*** Opening of Supplied data ***

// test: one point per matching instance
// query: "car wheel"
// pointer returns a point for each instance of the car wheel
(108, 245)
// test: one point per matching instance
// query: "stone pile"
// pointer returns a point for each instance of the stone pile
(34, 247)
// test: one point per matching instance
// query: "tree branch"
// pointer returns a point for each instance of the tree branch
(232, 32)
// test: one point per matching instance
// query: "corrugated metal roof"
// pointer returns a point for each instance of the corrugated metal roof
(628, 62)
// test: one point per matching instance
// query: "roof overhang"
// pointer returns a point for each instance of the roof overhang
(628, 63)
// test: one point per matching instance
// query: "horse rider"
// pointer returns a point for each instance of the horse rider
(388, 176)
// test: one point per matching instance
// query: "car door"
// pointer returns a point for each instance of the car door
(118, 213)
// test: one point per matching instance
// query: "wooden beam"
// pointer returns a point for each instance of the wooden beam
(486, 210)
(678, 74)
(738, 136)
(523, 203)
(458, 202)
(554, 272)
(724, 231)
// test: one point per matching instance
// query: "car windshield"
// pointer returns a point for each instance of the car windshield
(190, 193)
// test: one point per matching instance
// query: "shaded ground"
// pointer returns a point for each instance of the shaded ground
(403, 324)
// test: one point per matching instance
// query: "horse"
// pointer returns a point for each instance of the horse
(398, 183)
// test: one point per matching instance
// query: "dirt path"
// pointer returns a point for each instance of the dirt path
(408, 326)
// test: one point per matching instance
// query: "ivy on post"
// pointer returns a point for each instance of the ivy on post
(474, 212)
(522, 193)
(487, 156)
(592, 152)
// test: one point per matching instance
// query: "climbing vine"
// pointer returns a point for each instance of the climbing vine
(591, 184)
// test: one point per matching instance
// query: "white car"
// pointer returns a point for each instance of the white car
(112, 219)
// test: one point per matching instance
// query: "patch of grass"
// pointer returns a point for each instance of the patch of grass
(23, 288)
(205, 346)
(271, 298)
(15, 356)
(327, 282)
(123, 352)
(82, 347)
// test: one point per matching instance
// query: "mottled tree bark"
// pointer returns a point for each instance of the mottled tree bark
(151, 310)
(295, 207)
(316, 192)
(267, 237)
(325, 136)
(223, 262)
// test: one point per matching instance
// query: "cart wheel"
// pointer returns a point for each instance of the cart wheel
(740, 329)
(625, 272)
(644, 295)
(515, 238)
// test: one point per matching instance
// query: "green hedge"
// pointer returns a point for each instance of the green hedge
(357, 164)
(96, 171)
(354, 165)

*** Close of Supplied data ***

Task instructions: Line by line, output the listing above without alteration.

Task output:
// test: one point per matching instance
// query: "car wheel"
// pointer returns a point for each instance of the car wheel
(108, 245)
// test: one point per matching instance
// query: "stone pile"
// pointer returns a point for each instance of the stone pile
(34, 247)
// test: one point per matching instance
// query: "tree branch"
// pointer returns a point for each instance of the tree branch
(232, 32)
// test: one point per matching instance
// query: "corrugated metal roof"
// pointer returns a point for each instance of the corrugated metal roof
(628, 62)
// test: one point per matching instance
// query: "roof overhang"
// pointer returns a point for each instance of the roof overhang
(628, 63)
// test: one point per matching instance
// query: "horse rider"
// pointer returns a point for each instance of the horse rider
(388, 176)
// test: one point per matching instance
// query: "car door"
// pointer returns a point for each instance of the car door
(118, 213)
// test: one point per matching instance
// query: "wooden beam"
// pointer returns a point for each instance of the wooden beam
(486, 210)
(678, 74)
(738, 136)
(523, 203)
(458, 202)
(554, 272)
(724, 231)
// test: one point per matching instance
// query: "car windshield"
// pointer returns a point for each instance of the car windshield
(190, 193)
// test: one point per matching instance
// query: "shaded ground"
// pointer returns a point for each instance of the shaded ground
(403, 324)
// test: one point per matching instance
// query: "horse"
// pointer returns a point for each instance of the horse
(398, 183)
// test: one point per matching instance
// query: "dirt path"
// pointer returns a point for each instance of the dirt path
(408, 326)
// test: one point per matching instance
// query: "ivy on post"
// pointer returns a point for each instance of the ivy on post
(474, 212)
(522, 193)
(487, 156)
(592, 152)
// test: one point per matching instance
// query: "climbing vine"
// pointer returns a point for each instance of the climbing vine
(591, 184)
// test: one point per matching instance
// query: "white car"
// pointer returns a point for each instance of the white car
(112, 219)
// test: one point per matching instance
// query: "patch of grass"
// pointer returns a point for each instance of the patch of grass
(23, 288)
(205, 346)
(271, 298)
(15, 356)
(327, 282)
(123, 352)
(82, 347)
// test: one point per matching instance
// query: "mottled tree bark"
// pointer returns a point for each instance of the mottled tree bark
(151, 310)
(295, 207)
(316, 192)
(267, 237)
(325, 136)
(223, 262)
// test: one point per matching instance
// query: "cart wheel"
// pointer returns a point for each instance of the cart wheel
(740, 329)
(625, 272)
(644, 295)
(515, 238)
// test: one point per matching instance
// query: "green hedge"
// pointer returns a point for each instance of the green hedge
(357, 164)
(96, 171)
(354, 165)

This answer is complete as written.